• _Problem requirements_
Without any of the pictures, transcribe all the lines below exactly.

• _Extracted records_
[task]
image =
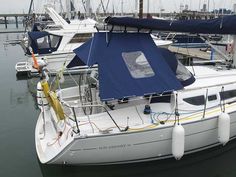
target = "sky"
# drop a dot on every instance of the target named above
(22, 6)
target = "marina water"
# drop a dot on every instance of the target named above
(18, 118)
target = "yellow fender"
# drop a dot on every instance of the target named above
(53, 100)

• _Finished exercise_
[task]
image =
target = "sky"
# drop a dot on every instance of the target named above
(22, 6)
target = "marina water"
# drop a dot on every instance of the target named above
(18, 118)
target = "yellow fender"
# drop a dot on every instance of the target named above
(53, 100)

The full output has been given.